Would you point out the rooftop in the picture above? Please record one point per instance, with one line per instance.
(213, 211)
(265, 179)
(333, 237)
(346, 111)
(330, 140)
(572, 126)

# The problem
Transcribe the whole listing word for word.

# Answer area
Would you point out the rooftop in the picture above? Please record one point per instance, with one line per instance.
(213, 211)
(265, 179)
(333, 237)
(346, 111)
(330, 140)
(572, 126)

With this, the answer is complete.